• **Passage shown**:
★ ★ ★
Stone called it international aggression. So did Huberman and Sweezy writing in August 1951 (14 months into the war):
"....we have come to the conclusion that (South Korean president) Syngman Rhee deliberately provoked the North Koreans in the hope that they would retaliate by crossing the parallel in force. The northerners (who wanted a unified Korea, not war) fell neatly into the trap." Truman was the instigator who took full advantage when they did, as Stone believed in writing:
"we said we were going to Korea to go back to the status quo before the war but when the American armies reached the 38th parallel they didn't stop, they kept going, so there must be something else. We must have another agenda here and what might that agenda be?"
The same one, he later learned, we had in Vietnam that made him outspoken against it. He was the only journalist asked to speak at the first nationwide November 15, 1969 "Moratorium to End the War in Vietnam War," that half a million to Washington one month after a global event was held.
He matched his anti-war spirit with his support for the disadvantaged, the oppressed, social equity, and above all accuracy and truth, and used his journalism as a "crusade" to produce it. He wrote:
"I was heartened by the thought that I was preserving and carrying forward the best in America's traditions, that in my humble way I stood in a line that reached back to Jefferson. These are the origins and the preconceptions, the hopes and the aspirations" behind all his writings and the legacy that's now ours.
★ ★ ★
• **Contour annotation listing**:
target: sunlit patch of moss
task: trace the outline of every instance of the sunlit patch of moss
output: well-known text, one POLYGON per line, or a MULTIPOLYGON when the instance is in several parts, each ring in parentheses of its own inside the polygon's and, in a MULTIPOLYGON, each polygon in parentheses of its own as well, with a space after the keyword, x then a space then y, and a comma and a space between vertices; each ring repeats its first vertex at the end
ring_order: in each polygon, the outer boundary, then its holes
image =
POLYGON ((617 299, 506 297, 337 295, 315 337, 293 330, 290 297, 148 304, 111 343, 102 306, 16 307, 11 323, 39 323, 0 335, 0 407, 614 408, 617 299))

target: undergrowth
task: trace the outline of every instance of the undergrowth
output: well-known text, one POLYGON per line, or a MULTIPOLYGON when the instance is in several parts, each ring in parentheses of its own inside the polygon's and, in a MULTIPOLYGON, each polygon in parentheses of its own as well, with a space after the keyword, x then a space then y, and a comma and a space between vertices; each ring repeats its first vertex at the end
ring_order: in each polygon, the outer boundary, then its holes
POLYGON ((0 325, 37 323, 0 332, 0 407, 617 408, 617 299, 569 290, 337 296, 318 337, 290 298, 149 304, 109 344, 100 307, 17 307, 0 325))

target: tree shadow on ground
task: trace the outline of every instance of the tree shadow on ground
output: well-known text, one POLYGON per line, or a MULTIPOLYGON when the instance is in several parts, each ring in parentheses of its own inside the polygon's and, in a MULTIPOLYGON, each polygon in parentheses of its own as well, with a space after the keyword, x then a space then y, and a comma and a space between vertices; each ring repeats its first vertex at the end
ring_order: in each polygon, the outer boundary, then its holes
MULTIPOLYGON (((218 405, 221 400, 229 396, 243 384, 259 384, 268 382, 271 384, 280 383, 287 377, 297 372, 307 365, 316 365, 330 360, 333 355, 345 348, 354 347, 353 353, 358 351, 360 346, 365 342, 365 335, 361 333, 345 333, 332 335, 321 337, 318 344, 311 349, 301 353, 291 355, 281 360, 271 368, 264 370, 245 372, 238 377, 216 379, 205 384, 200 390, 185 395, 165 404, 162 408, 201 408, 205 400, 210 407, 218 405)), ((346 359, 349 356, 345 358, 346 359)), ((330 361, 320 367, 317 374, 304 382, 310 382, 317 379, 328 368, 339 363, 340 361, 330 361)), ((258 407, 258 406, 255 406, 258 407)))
★ ★ ★
• **Challenges**:
1. Please copy the listing word for word from its start up to and including the line with "task: trace the outline of every instance of the sunlit".
2. Continue the passage about Stone's anti-war journalism from its last sentence.

• **The answers**:
1.
target: sunlit patch of moss
task: trace the outline of every instance of the sunlit patch of moss

2.
On June 17, 1989, he died of heart failure in Cambridge, MA and is buried there at Mount Auburn Cemetery, leaving behind his wife, Esther, of 60 years, and three children, Celia, Jeremy and Christopher. He once told his wife that "if (he) lived long enough (he'd) graduate from a pariah to a character, and then if (he) lasted long enough, from a character to public institution." He omitted a legend, a committed radical, consummate independent, and ideological hero symbolizing what Public Affairs' Peter Osnos called his "stubborn tenacity, ferocious independence, and extraordinary will" in pursuing truth.
Or as Guttenplan ended his book:
"IF Stone wrote not to create a sensation, or to promote himself (or his 'brand'), but to change the world. We read and work - and wait."